In cold water diving, where a person wearing a highly buoyant thermally insulating dive suit has a large excess of buoyancy, steel cylinders are often used because they are denser than aluminium cylinders. They also often have a lower mass than aluminium cylinders with the same gas capacity, due to considerably higher material strength. As a result, the use of steel cylinders can result in both a lighter cylinder and less ballast required for the same gas capacity, a two-fold saving on overall dry weight carried by the diver.
Steel cylinders are more susceptible than aluminium to external corrosion, particularly in seawater, and may be galvanized or coated with corrosion barrier paints to resist corrosion damage. It is not difficult to monitor external corrosion and repair the paint when damaged. Steel cylinders which are well maintained have a long service life, often longer than aluminium cylinders, as they are not susceptible to fatigue damage when filled within their safe working pressure limits.
Steel cylinders are manufactured with either domed or dished bottoms. The dished profile allows them to stand upright on a horizontal surface, and is the standard shape for industrial cylinders. The cylinders used for emergency gas supply on diving bells often have this shape, and commonly have a water capacity of about 50 litres. Domed bottoms give a larger volume for the same cylinder mass, and are the standard for scuba cylinders up to 18 litres water capacity, though some concave bottomed cylinders have been marketed for scuba. Steel cylinders with foot rings are made for industrial uses but are not legal for underwater use, as they corrode in the crevice between the foot ring and the cylinder, and cannot be effectively visually inspected in this area.

Natural-language descriptions of regions
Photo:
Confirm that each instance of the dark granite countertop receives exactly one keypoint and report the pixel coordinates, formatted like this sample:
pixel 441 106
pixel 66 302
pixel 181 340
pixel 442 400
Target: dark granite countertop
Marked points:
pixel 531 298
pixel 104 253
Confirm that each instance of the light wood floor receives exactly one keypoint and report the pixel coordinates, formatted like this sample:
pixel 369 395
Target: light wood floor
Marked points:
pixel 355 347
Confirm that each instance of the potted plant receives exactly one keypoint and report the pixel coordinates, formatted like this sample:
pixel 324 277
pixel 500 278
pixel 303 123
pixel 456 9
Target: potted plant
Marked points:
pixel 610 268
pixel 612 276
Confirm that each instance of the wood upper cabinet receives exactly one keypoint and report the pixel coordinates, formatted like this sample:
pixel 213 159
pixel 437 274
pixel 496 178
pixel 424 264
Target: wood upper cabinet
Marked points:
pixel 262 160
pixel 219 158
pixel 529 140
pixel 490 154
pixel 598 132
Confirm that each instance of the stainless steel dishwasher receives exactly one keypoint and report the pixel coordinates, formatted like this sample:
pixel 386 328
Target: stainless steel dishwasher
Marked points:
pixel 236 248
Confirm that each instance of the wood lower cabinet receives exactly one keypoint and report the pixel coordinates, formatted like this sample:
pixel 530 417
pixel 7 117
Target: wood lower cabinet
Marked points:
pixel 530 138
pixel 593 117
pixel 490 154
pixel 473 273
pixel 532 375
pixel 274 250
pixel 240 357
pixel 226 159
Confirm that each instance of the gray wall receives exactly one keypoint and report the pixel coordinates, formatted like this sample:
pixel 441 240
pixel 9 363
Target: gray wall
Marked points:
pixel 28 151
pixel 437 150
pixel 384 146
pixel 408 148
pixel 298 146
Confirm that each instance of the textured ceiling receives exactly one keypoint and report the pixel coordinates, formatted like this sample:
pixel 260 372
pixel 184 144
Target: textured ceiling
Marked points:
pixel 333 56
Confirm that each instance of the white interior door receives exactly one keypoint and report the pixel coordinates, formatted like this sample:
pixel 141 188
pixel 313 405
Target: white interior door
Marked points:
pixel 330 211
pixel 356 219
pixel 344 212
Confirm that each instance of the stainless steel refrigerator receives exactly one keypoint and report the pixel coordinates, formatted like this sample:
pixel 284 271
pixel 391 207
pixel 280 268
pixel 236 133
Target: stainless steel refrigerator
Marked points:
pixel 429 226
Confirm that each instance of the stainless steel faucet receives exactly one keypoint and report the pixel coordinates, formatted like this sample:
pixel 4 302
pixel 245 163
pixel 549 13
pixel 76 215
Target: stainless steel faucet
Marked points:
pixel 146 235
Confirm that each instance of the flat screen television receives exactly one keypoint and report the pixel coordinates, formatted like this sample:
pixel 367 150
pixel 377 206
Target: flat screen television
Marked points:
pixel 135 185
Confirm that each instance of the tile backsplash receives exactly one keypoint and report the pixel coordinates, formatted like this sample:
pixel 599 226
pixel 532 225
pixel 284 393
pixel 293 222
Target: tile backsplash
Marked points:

* TASKS TO PERFORM *
1. Retype the stretch of the passage on steel diving cylinders from "In cold water" through "by the diver.".
2. Using the passage on steel diving cylinders, decide whether each statement agrees with it. Answer yes or no, and quote the words that settle it.
(a) Steel cylinders often have a lower mass than aluminum cylinders of the same gas capacity.
(b) Steel cylinders with foot rings may legally be used underwater.
(c) Domed bottoms are the standard for scuba cylinders up to 18 liters water capacity.
3. Carry on the passage on steel diving cylinders, starting after its final sentence.

* ANSWERS FOR THE EXERCISE *
1.
In cold water diving, where a person wearing a highly buoyant thermally insulating dive suit has a large excess of buoyancy, steel cylinders are often used because they are denser than aluminium cylinders. They also often have a lower mass than aluminium cylinders with the same gas capacity, due to considerably higher material strength. As a result, the use of steel cylinders can result in both a lighter cylinder and less ballast required for the same gas capacity, a two-fold saving on overall dry weight carried by the diver.

2.
(a) Yes: "They also often have a lower mass than aluminium cylinders with the same gas capacity"
(b) No: "Steel cylinders with foot rings are made for industrial uses but are not legal for underwater use"
(c) Yes: "Domed bottoms give a larger volume for the same cylinder mass, and are the standard for scuba cylinders up to 18 litres water capacity"

3.
Steel alloys used for dive cylinder manufacture are authorised by the manufacturing standard. For example, the US standard DOT 3AA requires the use of open-hearth, basic oxygen, or electric steel of uniform quality. Approved alloys include 4130X, NE-8630, 9115, 9125, Carbon-boron and Intermediate manganese, with specified constituents, including manganese and carbon, and molybdenum, chromium, boron, nickel or zirconium.
Steel cylinders may be manufactured from steel plate discs, which are cold drawn to a cylindrical cup form, in two or three stages, and generally have a domed base if intended for the scuba market, so they cannot stand up by themselves. After forming the base and side walls, the top of the cylinder is trimmed to length, heated and hot spun to form the shoulder and close the neck. This process thickens the material of the shoulder. The cylinder is heat-treated by quenching and tempering to provide the best strength and toughness. The cylinders are machined to provide the neck thread and o-ring seat, then chemically cleaned or shot-blasted inside and out to remove mill scale. After inspection and hydrostatic testing, they are stamped with the required permanent markings, coated externally with a corrosion barrier paint or hot-dip galvanised, and then given a final inspection.
An alternative production method is backward extrusion of a heated steel billet, similar to the cold extrusion process for aluminium cylinders, followed by hot drawing and bottom forming to reduce wall thickness, and trimming of the top edge in preparation for shoulder and neck formation by hot spinning. The other processes are much the same for all production methods.
A third method is to start with seamless steel tube of a suitable diameter and wall thickness, manufactured by a process such as the Mannesmann process, and to close both ends by the hot spinning process. When a neck opening is only required at one end, the base is spun first and dressed inside for a uniform smooth surface, then the process of closing the shoulder and forming the neck is the same as for the pressed plate method.